Work task: Copy out all the lines of the data that hold the word "garage".

---------------

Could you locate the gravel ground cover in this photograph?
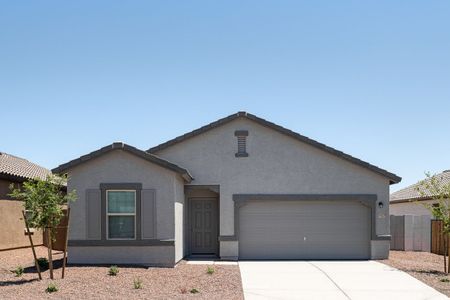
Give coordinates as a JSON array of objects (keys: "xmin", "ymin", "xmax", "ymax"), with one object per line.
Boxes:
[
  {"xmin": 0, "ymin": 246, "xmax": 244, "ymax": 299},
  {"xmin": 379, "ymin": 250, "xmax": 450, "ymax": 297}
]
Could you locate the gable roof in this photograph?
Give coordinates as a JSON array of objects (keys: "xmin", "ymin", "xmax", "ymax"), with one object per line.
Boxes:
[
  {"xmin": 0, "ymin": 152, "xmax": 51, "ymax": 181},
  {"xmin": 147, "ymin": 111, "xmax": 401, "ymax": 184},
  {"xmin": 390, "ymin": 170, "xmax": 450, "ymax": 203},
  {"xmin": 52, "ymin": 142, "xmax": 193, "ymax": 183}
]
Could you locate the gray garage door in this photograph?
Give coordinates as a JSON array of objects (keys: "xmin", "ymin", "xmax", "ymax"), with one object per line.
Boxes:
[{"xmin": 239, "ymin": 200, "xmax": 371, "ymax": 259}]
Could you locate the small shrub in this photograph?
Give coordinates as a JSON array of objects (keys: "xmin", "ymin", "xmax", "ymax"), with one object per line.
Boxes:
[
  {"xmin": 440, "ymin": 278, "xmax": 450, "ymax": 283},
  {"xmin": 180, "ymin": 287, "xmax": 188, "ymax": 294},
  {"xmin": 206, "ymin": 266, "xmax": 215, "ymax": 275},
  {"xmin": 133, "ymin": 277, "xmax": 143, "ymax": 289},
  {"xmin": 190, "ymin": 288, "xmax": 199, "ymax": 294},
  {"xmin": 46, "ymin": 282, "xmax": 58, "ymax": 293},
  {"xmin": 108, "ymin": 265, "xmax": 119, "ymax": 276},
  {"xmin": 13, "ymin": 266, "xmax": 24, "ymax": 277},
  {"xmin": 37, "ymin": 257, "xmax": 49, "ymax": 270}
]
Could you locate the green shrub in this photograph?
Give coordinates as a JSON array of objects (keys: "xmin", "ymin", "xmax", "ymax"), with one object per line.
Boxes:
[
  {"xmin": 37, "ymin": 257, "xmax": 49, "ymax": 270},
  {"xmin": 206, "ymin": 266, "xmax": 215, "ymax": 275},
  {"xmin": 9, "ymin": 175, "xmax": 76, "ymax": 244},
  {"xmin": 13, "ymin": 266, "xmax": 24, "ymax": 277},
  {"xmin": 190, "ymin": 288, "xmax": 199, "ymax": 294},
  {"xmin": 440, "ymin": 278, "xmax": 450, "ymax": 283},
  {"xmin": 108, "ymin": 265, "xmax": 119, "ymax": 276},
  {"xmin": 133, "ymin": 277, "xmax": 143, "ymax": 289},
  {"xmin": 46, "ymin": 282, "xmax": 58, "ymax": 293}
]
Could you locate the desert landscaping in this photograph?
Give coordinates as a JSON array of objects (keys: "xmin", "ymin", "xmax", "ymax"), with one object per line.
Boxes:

---------------

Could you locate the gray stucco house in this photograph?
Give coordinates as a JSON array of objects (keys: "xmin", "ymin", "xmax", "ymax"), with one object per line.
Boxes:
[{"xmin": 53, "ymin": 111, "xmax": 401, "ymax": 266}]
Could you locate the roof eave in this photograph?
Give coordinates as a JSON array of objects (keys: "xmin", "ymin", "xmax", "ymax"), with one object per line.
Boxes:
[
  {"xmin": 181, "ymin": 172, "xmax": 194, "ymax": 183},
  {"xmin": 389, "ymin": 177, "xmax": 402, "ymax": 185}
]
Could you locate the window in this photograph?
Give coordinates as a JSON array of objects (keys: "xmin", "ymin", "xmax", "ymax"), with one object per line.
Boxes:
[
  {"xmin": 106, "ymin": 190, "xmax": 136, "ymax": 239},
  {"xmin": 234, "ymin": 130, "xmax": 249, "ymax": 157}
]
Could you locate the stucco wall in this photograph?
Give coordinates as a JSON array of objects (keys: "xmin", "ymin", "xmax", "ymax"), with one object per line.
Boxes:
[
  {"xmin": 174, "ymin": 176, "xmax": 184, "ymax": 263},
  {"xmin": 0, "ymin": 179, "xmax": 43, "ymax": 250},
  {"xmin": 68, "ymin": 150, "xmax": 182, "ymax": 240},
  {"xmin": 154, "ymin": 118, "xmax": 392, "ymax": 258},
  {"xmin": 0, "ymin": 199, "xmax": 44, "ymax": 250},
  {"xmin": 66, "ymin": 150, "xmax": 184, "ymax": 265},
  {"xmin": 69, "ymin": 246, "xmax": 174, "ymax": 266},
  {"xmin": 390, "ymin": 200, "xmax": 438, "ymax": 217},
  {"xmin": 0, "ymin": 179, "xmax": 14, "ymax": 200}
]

---------------

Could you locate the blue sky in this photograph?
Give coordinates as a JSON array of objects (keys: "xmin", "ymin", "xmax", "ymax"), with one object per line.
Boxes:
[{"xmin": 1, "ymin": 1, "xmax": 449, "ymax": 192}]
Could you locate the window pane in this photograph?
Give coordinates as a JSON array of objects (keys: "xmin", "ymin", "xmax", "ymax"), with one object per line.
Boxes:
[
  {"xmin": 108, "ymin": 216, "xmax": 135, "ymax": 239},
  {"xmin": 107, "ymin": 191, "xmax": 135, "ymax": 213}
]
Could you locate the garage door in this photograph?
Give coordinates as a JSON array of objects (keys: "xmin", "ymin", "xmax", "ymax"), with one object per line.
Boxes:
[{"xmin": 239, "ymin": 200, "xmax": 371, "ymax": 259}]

---------------

Exercise output:
Could you locate the gray garage door in this photograph?
Could you locate the garage door in this photograph?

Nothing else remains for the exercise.